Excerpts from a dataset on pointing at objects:

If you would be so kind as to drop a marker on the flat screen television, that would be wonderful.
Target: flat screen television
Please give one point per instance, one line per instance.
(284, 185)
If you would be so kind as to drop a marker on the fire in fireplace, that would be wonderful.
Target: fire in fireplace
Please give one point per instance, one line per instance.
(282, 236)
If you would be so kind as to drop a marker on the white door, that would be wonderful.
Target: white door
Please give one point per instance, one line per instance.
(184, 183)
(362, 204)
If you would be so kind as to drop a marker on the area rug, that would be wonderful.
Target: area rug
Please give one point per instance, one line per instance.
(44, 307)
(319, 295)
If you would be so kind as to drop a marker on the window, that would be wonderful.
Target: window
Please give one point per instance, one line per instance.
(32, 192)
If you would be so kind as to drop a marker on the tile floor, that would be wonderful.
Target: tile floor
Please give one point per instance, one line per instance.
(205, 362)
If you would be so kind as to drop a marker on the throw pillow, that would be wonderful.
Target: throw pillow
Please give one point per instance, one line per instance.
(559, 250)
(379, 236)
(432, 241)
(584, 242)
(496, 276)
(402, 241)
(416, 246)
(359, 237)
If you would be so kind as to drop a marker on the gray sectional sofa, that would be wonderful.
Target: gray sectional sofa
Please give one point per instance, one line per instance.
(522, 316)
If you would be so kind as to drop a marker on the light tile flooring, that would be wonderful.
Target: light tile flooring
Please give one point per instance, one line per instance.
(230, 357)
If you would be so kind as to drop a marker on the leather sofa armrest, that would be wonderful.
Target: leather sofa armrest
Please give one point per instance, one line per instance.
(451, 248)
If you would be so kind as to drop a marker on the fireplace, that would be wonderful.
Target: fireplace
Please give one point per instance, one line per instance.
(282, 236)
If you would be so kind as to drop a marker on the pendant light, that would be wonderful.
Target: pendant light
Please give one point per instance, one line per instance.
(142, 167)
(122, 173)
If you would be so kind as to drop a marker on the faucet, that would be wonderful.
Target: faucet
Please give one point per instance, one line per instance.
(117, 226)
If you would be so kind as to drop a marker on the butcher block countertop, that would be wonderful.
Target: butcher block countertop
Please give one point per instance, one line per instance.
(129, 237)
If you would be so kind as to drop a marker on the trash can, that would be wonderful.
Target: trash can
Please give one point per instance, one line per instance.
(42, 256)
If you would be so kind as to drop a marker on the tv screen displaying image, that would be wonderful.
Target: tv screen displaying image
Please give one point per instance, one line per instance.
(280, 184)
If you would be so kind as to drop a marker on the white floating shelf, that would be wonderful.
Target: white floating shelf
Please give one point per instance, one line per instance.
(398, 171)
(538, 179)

*WORK INSTRUCTIONS*: Quote all of the data above in full, line by line, without altering a single word.

*SOLUTION TO THIS PROBLEM*:
If you would be so kind as to drop a marker on the flat screen television, that would be wonderful.
Target: flat screen television
Please give one point per instance, one line per instance.
(284, 185)
If you would be so kind as to drop a marker on the fire in fireplace, that would be wonderful.
Target: fire in fireplace
Please give one point per instance, one line per instance.
(282, 236)
If you would be so kind as to drop a marker on the white door, that would be wonderful.
Target: white door
Please give one point per instance, one line per instance.
(184, 183)
(362, 204)
If you would be so kind as to drop a marker on the area rug, that would be wonderful.
Target: area rug
Please give one point per instance, one line per instance.
(44, 307)
(319, 295)
If you would be so kind as to drop a marker on the window, that would be wonderful.
Target: window
Please give one point per instance, one line per instance.
(32, 192)
If you would be so kind as to drop a marker on the tile floor, that would be wonderful.
Target: tile floor
Please give one point per instance, one line per instance.
(205, 362)
If you would be so kind as to drop a marker on the throw pillow, that would be wonderful.
Target: throw pillow
Please give one point per instance, one line per instance.
(559, 250)
(379, 236)
(432, 241)
(584, 242)
(496, 276)
(402, 241)
(416, 246)
(359, 237)
If you would be so kind as to drop a marker on the gray sectional sofa, that would be wonderful.
Target: gray sectional sofa
Please give one point per instance, one line per instance.
(522, 316)
If you would be so kind as to drop a marker on the light tile flooring, that would be wonderful.
Target: light tile flooring
Please give one point per instance, one line per instance.
(230, 357)
If you would be so kind as to drop a marker on the leather sofa armrest, that would be wonderful.
Target: leather sofa armrest
Please give one point per instance, one line per instance.
(451, 248)
If you would be so kind as to drop a marker on the fireplace, that would be wonderful.
Target: fireplace
Please give one point per instance, one line per instance.
(282, 236)
If you would be so kind as to drop a marker on the pendant light, that would be wonderful.
Target: pendant light
Please give one point per instance, one line per instance.
(142, 167)
(122, 173)
If you would be so kind as to drop a marker on the faucet, that would be wonderful.
Target: faucet
Please give one point per instance, one line per instance.
(117, 226)
If you would be so kind as to drop a marker on the butcher block countertop, that would be wonderful.
Target: butcher block countertop
Please give one point per instance, one line per instance.
(129, 237)
If you would be so kind as to drop a marker on the trash can, that would be wonderful.
Target: trash can
Please give one point per instance, one line per instance.
(42, 256)
If you would be so kind as to drop a marker on the tv screen displaying image, that would be wonderful.
Target: tv screen displaying image
Please give one point per instance, one line per instance.
(280, 184)
If you would be so kind as to drop a marker on the white floating shelf, that would be wonderful.
Target: white floating shelf
Please give one point per instance, one line per instance.
(398, 171)
(538, 179)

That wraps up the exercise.